Excerpts from a detection dataset
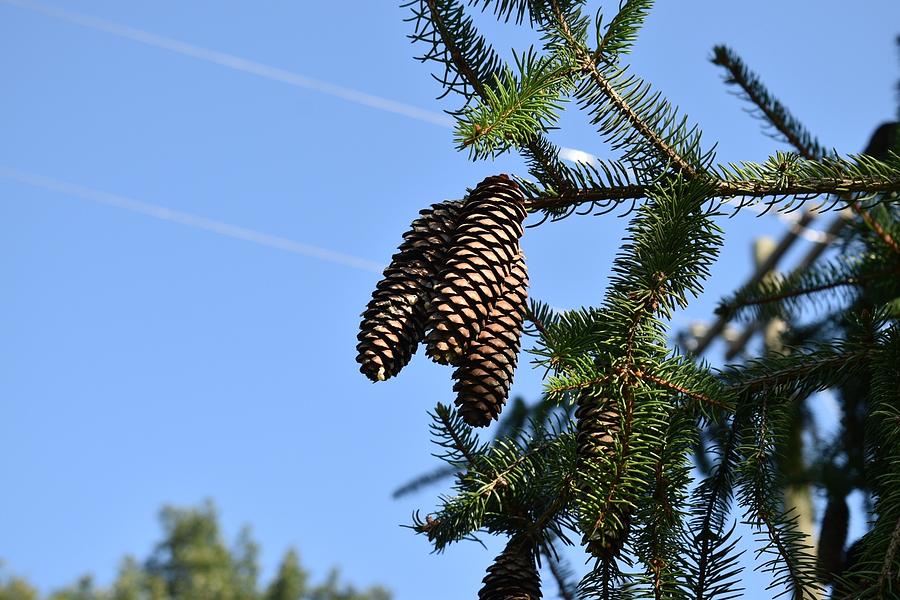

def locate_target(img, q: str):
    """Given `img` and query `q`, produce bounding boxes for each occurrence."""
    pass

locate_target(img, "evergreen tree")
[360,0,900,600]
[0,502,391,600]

...

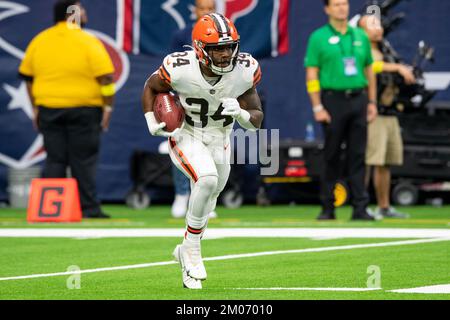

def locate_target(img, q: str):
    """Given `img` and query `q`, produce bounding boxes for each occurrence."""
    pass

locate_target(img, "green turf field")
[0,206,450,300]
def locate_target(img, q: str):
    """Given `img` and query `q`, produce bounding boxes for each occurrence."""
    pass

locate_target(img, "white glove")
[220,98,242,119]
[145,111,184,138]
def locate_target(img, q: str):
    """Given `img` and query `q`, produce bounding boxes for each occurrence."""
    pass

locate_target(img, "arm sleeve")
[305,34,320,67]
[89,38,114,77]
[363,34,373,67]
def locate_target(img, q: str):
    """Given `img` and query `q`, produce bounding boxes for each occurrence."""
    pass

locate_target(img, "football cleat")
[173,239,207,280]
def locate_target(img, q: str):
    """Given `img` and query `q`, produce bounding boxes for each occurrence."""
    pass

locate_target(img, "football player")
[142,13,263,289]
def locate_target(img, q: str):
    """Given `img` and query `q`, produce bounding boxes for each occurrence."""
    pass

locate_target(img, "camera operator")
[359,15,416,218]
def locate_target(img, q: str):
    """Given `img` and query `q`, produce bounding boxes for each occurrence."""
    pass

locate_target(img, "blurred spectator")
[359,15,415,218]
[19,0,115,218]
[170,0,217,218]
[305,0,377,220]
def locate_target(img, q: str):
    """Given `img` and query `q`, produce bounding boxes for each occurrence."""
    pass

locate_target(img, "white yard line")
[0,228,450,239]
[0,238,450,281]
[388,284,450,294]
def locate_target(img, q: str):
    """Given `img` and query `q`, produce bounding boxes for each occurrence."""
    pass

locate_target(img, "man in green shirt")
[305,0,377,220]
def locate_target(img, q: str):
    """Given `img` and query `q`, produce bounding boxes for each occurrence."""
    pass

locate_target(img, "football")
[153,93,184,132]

==

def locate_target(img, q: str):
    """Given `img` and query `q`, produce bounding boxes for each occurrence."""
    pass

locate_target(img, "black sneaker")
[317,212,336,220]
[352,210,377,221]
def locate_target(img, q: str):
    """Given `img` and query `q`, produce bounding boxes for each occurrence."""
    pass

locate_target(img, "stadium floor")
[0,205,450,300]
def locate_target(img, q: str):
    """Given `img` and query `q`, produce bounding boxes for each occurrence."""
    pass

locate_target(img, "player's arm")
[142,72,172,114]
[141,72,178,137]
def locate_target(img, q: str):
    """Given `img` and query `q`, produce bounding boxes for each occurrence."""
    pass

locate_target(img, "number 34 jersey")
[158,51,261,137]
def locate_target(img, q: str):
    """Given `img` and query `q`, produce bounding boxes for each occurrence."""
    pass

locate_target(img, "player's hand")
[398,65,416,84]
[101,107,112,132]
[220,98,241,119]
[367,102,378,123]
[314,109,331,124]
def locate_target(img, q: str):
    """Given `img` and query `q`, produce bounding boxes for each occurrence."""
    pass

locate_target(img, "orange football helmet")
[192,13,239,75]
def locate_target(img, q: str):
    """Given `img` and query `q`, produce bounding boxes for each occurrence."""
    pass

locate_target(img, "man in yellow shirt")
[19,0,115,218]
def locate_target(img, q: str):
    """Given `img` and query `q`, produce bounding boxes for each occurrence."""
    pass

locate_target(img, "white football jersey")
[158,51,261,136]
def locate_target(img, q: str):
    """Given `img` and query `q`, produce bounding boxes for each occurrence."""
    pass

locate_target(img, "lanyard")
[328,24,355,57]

**Objective**. Please find every line in the material above that contains the word "white" and copy each one. Case matters.

**Complete answer**.
locate_target(img, "white glove")
locate_target(img, "white yard line")
locate_target(img, "white football jersey")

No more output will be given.